_Given text:_
______________________________

The Waiting is the Hardest Part – Patience
Updated: Oct 20, 2020
“Be patient. Everything is coming together.” - Anonymous
Patience has always been my Achilles heel. I have prayed for it, wished for it and actively cultivated it for as long as I can remember. It is the one thing I am ALWAYS working on. I am certain that more patience would make me a better mother, spouse, friend, social activist…you name it.
Looking for work can be a long, slow and painful process. According to a Motley Fool article from late November 2019, the average job hunt lasts 5 months. While this may not sound like a long time, it feels like forever when it is happening to you.
Almost all of my clients share one thing: Impatience with the process.
This is totally understandable because looking for a job can be slow and difficult. It is often terribly frustrating (read demeaning) and frequently shrouded in mystery. My clients tell me about unreturned calls to hiring managers or recruiters who go dark for weeks at a time.
When clients finally speak to managers, they provide vague and inconclusive feedback. To add to the stress, most people need to work to live. Finding work feels like a race against a ticking clock.
Let’s look at all the steps in a job search:
Deciding what type of work to pursue.
Creating a Linked In profile, basic resume, and cover letter.
Creating an elevator pitch.
Researching companies and finding jobs that are a good fit.
Connecting/networking with people who can help you get a foot in the door at various companies and conducting informational interviews.
Creating and composing customized resumes and cover letters for each job.
Interviewing multiple times for each positing.
Negotiating an offer.
Behind the scenes
With each step, things can and will happen that slow the process down. In the ideal world, we would call a few friends who would connect us to great jobs, have a few interviews, receive 3 offers and then pick the best fit.

______________________________

_Explore the material:_
a) Answer these questions from the text on patience during a job search:
(i) According to the Motley Fool article cited, how long does the average job hunt last?
(ii) What do almost all of the author's clients share?
(iii) Which step in the list comes right after "Creating an elevator pitch"?
b) Write a continuation of the essay on patience in a job search, starting after its last sentence.

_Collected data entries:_
______________________________

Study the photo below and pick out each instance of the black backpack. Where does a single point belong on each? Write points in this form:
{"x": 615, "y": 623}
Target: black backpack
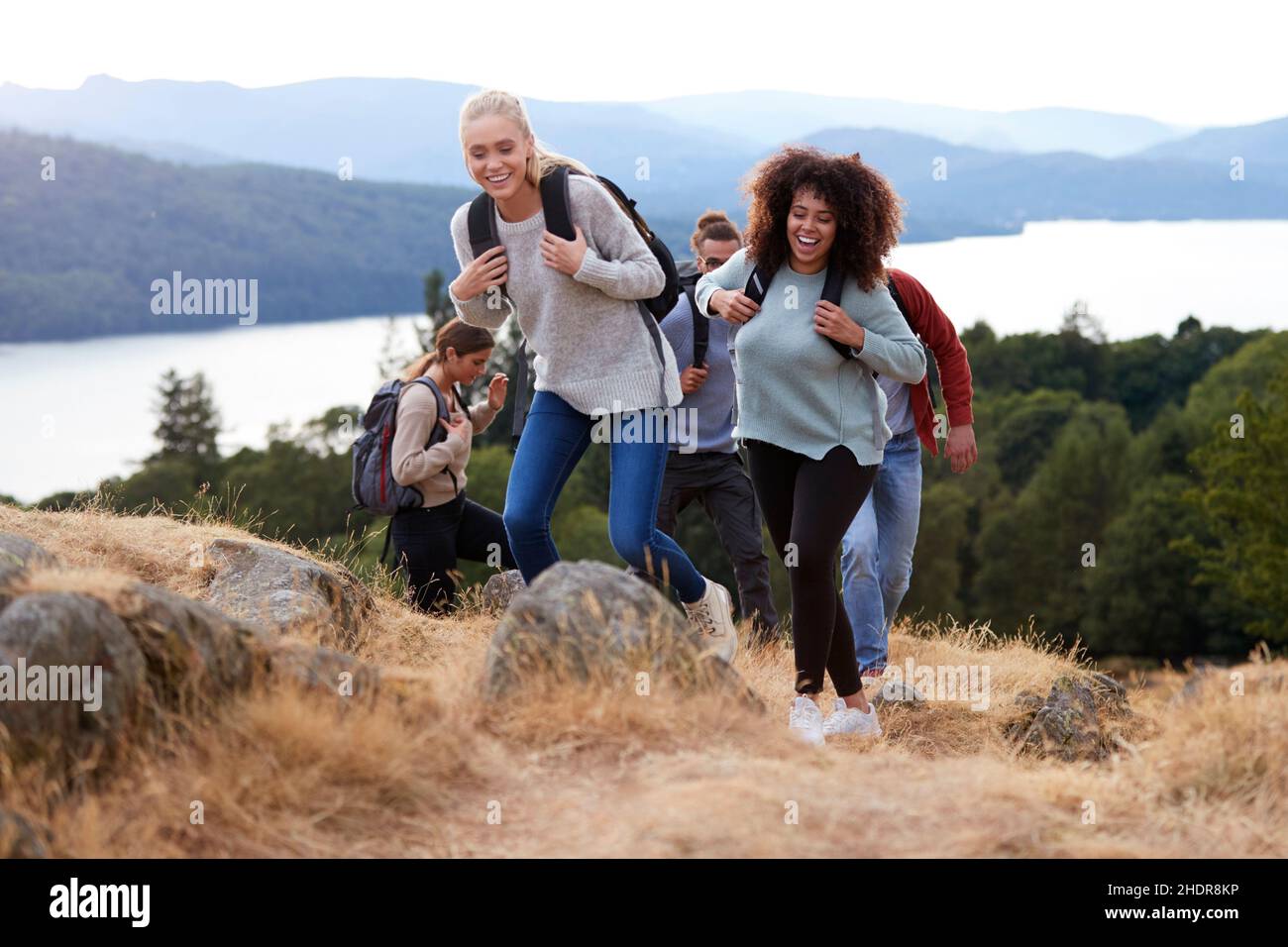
{"x": 688, "y": 274}
{"x": 557, "y": 206}
{"x": 931, "y": 367}
{"x": 758, "y": 286}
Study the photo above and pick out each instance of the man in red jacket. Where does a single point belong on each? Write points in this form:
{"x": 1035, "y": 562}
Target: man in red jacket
{"x": 876, "y": 553}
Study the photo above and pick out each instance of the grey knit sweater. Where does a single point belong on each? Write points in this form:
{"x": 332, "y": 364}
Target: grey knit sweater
{"x": 591, "y": 346}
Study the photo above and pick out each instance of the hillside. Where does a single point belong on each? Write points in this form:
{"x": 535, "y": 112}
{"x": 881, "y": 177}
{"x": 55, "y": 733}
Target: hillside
{"x": 585, "y": 771}
{"x": 78, "y": 254}
{"x": 1261, "y": 146}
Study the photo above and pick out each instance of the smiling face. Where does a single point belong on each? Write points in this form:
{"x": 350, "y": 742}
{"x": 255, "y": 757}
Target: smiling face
{"x": 712, "y": 254}
{"x": 467, "y": 369}
{"x": 496, "y": 155}
{"x": 810, "y": 232}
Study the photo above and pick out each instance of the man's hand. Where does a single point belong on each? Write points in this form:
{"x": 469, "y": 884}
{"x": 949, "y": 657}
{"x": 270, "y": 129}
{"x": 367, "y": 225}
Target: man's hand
{"x": 496, "y": 392}
{"x": 961, "y": 447}
{"x": 694, "y": 377}
{"x": 565, "y": 256}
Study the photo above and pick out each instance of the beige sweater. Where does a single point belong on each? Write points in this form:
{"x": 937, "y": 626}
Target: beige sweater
{"x": 423, "y": 470}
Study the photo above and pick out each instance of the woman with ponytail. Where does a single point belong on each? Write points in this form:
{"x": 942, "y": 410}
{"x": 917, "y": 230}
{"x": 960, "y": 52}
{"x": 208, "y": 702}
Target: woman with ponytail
{"x": 429, "y": 540}
{"x": 595, "y": 360}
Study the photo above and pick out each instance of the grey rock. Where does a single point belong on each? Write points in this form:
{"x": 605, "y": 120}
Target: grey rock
{"x": 589, "y": 621}
{"x": 900, "y": 692}
{"x": 500, "y": 589}
{"x": 65, "y": 631}
{"x": 320, "y": 669}
{"x": 194, "y": 654}
{"x": 1068, "y": 724}
{"x": 20, "y": 838}
{"x": 282, "y": 591}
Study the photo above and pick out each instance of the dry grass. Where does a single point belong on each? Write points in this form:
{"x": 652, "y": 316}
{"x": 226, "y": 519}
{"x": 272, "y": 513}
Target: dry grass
{"x": 595, "y": 771}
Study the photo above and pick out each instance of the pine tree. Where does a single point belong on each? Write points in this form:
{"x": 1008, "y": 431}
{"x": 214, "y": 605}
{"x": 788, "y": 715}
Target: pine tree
{"x": 187, "y": 423}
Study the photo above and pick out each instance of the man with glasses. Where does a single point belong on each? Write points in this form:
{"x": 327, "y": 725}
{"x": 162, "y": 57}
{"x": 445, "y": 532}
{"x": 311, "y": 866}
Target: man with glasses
{"x": 712, "y": 472}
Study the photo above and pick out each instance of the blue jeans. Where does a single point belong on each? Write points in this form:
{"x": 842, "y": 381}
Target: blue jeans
{"x": 876, "y": 551}
{"x": 554, "y": 438}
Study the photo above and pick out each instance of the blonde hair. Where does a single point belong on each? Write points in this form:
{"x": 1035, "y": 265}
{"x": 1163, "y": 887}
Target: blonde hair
{"x": 458, "y": 335}
{"x": 542, "y": 159}
{"x": 713, "y": 224}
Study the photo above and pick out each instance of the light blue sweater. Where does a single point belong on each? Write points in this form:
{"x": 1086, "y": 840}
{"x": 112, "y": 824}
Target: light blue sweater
{"x": 795, "y": 390}
{"x": 712, "y": 403}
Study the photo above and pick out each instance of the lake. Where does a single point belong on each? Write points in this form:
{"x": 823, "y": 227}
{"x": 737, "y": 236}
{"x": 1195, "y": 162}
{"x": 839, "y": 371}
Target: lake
{"x": 84, "y": 410}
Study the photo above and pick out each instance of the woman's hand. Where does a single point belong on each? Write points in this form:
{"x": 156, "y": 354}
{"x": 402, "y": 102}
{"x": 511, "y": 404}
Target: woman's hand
{"x": 831, "y": 320}
{"x": 694, "y": 377}
{"x": 459, "y": 428}
{"x": 484, "y": 270}
{"x": 565, "y": 256}
{"x": 496, "y": 392}
{"x": 733, "y": 305}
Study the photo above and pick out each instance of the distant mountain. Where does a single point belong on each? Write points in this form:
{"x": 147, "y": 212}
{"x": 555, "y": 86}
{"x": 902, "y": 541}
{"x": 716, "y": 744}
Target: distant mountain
{"x": 390, "y": 129}
{"x": 999, "y": 192}
{"x": 78, "y": 253}
{"x": 1261, "y": 145}
{"x": 772, "y": 118}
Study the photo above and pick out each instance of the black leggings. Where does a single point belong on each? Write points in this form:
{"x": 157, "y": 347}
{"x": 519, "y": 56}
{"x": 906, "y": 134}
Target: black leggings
{"x": 429, "y": 540}
{"x": 810, "y": 504}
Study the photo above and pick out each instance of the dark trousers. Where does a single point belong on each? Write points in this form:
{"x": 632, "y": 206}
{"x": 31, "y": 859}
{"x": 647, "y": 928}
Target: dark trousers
{"x": 428, "y": 541}
{"x": 807, "y": 506}
{"x": 720, "y": 483}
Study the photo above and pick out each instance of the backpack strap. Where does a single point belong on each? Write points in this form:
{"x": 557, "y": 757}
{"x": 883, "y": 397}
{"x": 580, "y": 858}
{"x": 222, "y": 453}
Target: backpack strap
{"x": 903, "y": 311}
{"x": 700, "y": 324}
{"x": 438, "y": 433}
{"x": 557, "y": 206}
{"x": 833, "y": 283}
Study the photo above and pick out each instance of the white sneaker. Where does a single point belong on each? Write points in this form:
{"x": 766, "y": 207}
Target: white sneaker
{"x": 806, "y": 720}
{"x": 845, "y": 719}
{"x": 712, "y": 613}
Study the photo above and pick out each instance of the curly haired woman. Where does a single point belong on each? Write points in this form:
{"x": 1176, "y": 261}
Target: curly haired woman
{"x": 809, "y": 408}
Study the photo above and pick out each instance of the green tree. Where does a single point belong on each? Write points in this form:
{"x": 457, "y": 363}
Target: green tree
{"x": 1142, "y": 596}
{"x": 1243, "y": 500}
{"x": 187, "y": 424}
{"x": 1034, "y": 554}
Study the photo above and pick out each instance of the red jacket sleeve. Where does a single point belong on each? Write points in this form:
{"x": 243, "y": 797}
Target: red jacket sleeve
{"x": 936, "y": 330}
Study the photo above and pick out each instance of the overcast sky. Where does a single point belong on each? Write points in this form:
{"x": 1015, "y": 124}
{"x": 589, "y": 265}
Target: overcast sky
{"x": 1190, "y": 63}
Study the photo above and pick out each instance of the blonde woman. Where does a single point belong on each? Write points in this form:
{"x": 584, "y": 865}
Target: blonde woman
{"x": 576, "y": 305}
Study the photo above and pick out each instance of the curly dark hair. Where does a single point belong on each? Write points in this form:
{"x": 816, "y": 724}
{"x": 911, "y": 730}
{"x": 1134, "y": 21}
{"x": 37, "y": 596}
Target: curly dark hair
{"x": 868, "y": 211}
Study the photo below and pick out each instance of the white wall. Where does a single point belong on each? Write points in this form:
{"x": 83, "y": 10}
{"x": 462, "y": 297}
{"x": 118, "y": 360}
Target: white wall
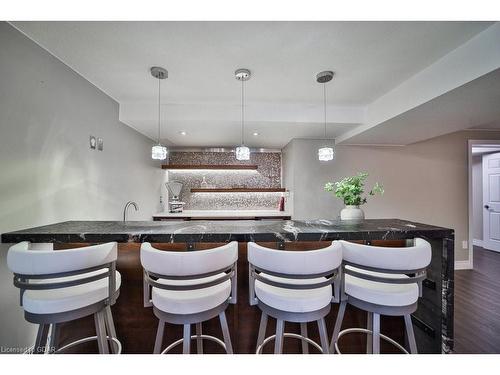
{"x": 47, "y": 171}
{"x": 477, "y": 197}
{"x": 424, "y": 182}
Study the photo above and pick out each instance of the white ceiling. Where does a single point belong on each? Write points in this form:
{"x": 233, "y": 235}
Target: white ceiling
{"x": 284, "y": 101}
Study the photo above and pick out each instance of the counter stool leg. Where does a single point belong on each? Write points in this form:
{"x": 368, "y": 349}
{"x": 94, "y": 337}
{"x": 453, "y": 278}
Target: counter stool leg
{"x": 278, "y": 343}
{"x": 41, "y": 339}
{"x": 411, "y": 335}
{"x": 323, "y": 335}
{"x": 199, "y": 340}
{"x": 338, "y": 325}
{"x": 262, "y": 329}
{"x": 159, "y": 337}
{"x": 100, "y": 328}
{"x": 54, "y": 331}
{"x": 110, "y": 328}
{"x": 376, "y": 334}
{"x": 369, "y": 326}
{"x": 303, "y": 333}
{"x": 225, "y": 333}
{"x": 186, "y": 342}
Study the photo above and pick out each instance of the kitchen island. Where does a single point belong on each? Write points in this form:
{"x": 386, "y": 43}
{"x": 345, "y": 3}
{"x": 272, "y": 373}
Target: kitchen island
{"x": 136, "y": 325}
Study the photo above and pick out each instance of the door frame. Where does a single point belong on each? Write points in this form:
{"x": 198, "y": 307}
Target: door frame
{"x": 469, "y": 264}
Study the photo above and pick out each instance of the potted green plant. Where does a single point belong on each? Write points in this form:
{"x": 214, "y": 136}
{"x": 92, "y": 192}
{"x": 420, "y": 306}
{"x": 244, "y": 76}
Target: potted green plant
{"x": 350, "y": 190}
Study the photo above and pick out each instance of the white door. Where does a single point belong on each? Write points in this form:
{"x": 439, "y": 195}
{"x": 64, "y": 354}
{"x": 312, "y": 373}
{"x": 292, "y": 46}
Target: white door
{"x": 491, "y": 201}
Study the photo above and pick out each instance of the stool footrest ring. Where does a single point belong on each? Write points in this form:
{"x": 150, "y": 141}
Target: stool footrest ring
{"x": 114, "y": 340}
{"x": 208, "y": 337}
{"x": 369, "y": 332}
{"x": 292, "y": 335}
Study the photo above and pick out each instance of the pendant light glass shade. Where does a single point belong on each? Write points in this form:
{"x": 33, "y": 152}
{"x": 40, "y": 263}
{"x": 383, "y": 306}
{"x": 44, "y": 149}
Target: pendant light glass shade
{"x": 159, "y": 152}
{"x": 242, "y": 153}
{"x": 325, "y": 153}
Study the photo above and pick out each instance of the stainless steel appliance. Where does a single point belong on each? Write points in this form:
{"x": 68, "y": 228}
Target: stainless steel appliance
{"x": 174, "y": 189}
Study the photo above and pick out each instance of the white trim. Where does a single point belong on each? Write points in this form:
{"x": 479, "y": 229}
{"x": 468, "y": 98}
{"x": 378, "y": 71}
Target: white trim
{"x": 477, "y": 243}
{"x": 463, "y": 265}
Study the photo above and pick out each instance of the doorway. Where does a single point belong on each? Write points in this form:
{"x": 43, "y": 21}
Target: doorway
{"x": 484, "y": 196}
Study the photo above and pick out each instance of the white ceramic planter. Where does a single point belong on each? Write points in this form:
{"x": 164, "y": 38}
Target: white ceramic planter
{"x": 352, "y": 213}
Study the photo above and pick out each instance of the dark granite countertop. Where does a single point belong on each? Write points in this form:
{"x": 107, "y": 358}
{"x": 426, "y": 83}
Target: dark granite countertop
{"x": 224, "y": 231}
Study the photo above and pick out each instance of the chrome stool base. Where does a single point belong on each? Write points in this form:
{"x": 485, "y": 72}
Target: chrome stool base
{"x": 207, "y": 337}
{"x": 292, "y": 335}
{"x": 369, "y": 332}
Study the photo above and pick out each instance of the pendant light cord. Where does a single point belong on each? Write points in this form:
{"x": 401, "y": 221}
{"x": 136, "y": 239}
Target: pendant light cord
{"x": 242, "y": 112}
{"x": 159, "y": 106}
{"x": 324, "y": 104}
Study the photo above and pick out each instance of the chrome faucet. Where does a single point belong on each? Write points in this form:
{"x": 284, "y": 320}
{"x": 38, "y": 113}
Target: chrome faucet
{"x": 129, "y": 203}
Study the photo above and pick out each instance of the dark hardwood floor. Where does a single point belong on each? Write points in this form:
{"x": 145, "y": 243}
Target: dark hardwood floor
{"x": 477, "y": 305}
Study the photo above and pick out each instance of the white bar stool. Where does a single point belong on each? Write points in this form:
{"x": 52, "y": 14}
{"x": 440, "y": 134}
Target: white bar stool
{"x": 293, "y": 286}
{"x": 190, "y": 288}
{"x": 382, "y": 281}
{"x": 64, "y": 285}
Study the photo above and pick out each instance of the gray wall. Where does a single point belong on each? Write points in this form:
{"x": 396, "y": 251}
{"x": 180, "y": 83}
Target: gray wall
{"x": 424, "y": 182}
{"x": 477, "y": 197}
{"x": 47, "y": 171}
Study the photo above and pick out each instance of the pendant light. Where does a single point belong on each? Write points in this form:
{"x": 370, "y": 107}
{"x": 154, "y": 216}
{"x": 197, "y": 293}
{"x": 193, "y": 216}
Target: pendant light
{"x": 158, "y": 151}
{"x": 242, "y": 151}
{"x": 325, "y": 153}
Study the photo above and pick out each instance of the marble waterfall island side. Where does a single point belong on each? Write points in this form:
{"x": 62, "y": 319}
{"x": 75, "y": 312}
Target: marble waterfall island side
{"x": 136, "y": 325}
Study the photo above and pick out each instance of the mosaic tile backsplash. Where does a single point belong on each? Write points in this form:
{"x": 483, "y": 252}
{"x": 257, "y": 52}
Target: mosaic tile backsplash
{"x": 267, "y": 175}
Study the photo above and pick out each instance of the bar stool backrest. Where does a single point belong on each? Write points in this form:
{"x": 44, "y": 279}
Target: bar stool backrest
{"x": 298, "y": 263}
{"x": 21, "y": 259}
{"x": 398, "y": 259}
{"x": 188, "y": 265}
{"x": 320, "y": 266}
{"x": 50, "y": 268}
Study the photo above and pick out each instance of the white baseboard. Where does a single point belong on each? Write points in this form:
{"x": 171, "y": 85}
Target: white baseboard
{"x": 477, "y": 243}
{"x": 463, "y": 265}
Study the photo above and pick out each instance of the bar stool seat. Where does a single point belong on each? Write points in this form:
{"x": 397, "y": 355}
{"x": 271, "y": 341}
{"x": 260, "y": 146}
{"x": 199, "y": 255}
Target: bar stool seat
{"x": 67, "y": 299}
{"x": 380, "y": 293}
{"x": 293, "y": 300}
{"x": 191, "y": 301}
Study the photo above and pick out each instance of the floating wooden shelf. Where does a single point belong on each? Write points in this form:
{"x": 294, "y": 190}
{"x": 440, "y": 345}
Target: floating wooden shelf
{"x": 211, "y": 166}
{"x": 239, "y": 190}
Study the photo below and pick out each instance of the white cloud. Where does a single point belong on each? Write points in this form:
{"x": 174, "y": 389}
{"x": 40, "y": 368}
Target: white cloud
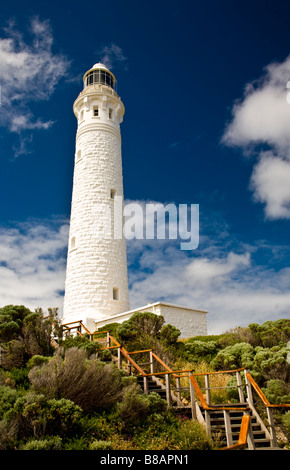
{"x": 112, "y": 55}
{"x": 262, "y": 118}
{"x": 230, "y": 287}
{"x": 271, "y": 185}
{"x": 29, "y": 73}
{"x": 220, "y": 276}
{"x": 32, "y": 264}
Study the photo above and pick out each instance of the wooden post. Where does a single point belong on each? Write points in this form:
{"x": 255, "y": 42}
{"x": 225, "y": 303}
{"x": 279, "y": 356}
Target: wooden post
{"x": 207, "y": 422}
{"x": 178, "y": 388}
{"x": 192, "y": 398}
{"x": 151, "y": 362}
{"x": 273, "y": 438}
{"x": 249, "y": 389}
{"x": 168, "y": 395}
{"x": 228, "y": 428}
{"x": 207, "y": 389}
{"x": 119, "y": 363}
{"x": 250, "y": 437}
{"x": 145, "y": 380}
{"x": 240, "y": 387}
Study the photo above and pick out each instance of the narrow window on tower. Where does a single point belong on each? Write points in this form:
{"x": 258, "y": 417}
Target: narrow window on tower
{"x": 116, "y": 293}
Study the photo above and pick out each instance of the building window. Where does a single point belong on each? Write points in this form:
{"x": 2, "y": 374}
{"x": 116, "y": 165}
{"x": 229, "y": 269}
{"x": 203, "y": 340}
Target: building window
{"x": 116, "y": 293}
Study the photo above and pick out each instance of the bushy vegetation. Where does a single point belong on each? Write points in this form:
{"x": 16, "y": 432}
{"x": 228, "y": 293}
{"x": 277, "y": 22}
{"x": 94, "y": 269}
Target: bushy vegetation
{"x": 64, "y": 395}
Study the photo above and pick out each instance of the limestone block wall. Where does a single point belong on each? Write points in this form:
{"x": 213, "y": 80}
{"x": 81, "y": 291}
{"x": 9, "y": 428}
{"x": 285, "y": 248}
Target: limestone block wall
{"x": 96, "y": 277}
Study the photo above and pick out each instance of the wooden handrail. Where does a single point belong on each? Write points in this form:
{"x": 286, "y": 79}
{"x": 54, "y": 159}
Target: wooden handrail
{"x": 220, "y": 372}
{"x": 262, "y": 396}
{"x": 70, "y": 323}
{"x": 242, "y": 442}
{"x": 115, "y": 341}
{"x": 125, "y": 353}
{"x": 213, "y": 407}
{"x": 137, "y": 352}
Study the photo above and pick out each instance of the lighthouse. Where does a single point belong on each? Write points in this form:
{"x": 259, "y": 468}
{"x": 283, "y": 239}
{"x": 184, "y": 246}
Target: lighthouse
{"x": 96, "y": 286}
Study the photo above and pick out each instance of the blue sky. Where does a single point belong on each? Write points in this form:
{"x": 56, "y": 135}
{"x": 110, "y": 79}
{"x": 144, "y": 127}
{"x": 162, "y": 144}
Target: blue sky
{"x": 207, "y": 122}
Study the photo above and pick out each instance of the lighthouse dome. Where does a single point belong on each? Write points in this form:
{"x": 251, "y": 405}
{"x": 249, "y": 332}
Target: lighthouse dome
{"x": 99, "y": 74}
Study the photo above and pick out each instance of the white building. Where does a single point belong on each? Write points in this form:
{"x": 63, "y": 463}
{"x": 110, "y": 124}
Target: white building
{"x": 96, "y": 287}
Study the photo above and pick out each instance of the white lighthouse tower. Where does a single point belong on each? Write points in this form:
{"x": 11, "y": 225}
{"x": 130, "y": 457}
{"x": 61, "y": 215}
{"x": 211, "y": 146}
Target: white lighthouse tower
{"x": 96, "y": 285}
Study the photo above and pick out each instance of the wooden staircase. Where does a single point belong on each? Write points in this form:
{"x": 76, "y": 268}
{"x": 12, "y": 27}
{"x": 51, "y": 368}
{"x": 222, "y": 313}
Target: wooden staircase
{"x": 234, "y": 425}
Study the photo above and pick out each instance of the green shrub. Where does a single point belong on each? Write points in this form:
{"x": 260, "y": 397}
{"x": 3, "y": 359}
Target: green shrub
{"x": 101, "y": 445}
{"x": 134, "y": 406}
{"x": 277, "y": 391}
{"x": 234, "y": 357}
{"x": 8, "y": 435}
{"x": 191, "y": 435}
{"x": 89, "y": 383}
{"x": 37, "y": 360}
{"x": 81, "y": 342}
{"x": 8, "y": 397}
{"x": 196, "y": 351}
{"x": 50, "y": 443}
{"x": 271, "y": 333}
{"x": 271, "y": 363}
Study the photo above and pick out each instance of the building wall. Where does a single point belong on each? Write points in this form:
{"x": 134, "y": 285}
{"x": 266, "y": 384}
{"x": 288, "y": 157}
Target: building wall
{"x": 190, "y": 322}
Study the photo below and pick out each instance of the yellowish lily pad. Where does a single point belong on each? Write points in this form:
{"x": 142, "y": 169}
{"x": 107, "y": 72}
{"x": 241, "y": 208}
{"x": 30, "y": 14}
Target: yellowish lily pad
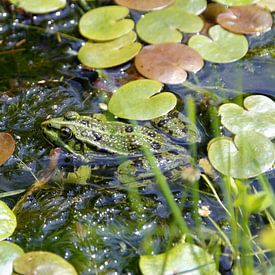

______________________________

_Answers to the problems:_
a)
(i) 5 months
(ii) Impatience with the process
(iii) Researching companies and finding jobs that are a good fit

b)
Even in this economy, with the tightest labor market since 1969, it doesn’t work this way. Highly qualified individuals can send hundreds of resumes without receiving a single nibble. They endure interview after interview and, despite their best effort, they get no offers.
They begin to feel as if very little is in their control. And they wonder what it takes to get the offer and get hired.
Having been a recruiter for many years, I can tell you a little bit about what is going on behind the scenes.
1. You Send A Resume and…Nothing
You apply for a job you are certain is your PERFECT match. The job description feels like it was written just for you. You craft a thoughtful cover letter and a customized resume and hit “send”. Then… nothing.
It isn’t uncommon for a job poster to receive HUNDREDS of resumes for one position. Most recruiters or hiring managers are recruiting for many positions simultaneously. We are deluged with resumes all the time.
Don’t give up on the position. Just be patient. If you are truly a great match, you will be contacted.
2. Radio silence after an interview
You thought the interview went great. You were able to answer every question and provided great examples to back up your claims. You felt a real connection to the hiring manager. You sent a well-crafted thank you note right after the interview.
A day goes by. A week goes by. Nothing. What the heck is going on?
There could be a few things happening.
Your interview didn’t go as well as you think it did.
The hiring manager got busy with other projects and hasn’t had time to think about hiring anyone.
The company is interviewing other people, but you are still a contender for the position.
Feel free to check in with the hiring manager. Once. A friendly message saying, “Hey, I’m just calling/writing to follow up and see if you have any information” will do the trick.
Once you’ve done that... you guessed it, be patient.
3. Verbal Offer but no Written Offer
You have been told you are going to be hired but don’t receive anything in writing for a week or more.
The most likely scenario here is that your prospective employer is checking your references and background and has hit a stumbling block. This could be due to difficulty reaching one of your references. It could also be that something has come up in your criminal background check that is causing your future employer to question your suitability for the position.
The other possibility is that someone within the organization needs to sign your hiring letter and they are swamped. No need to panic.
It’s absolutely fine to check in after 3-5 days if you haven’t received a written offer. Make sure the company was able to reach your references and that everything is on track.
After that, you must step back and, yep… be patient.
Good things come to those who wait
Searching for a job requires a lot of work coupled with patience. If you keep at it, you will find a great new position. Most of these issues have absolutely nothing to do with you. As the saying goes, “Good things come to those who wait.”
What do you do to increase your patience?
What questions do you have about the job search process?
Talk to me in the comments, below.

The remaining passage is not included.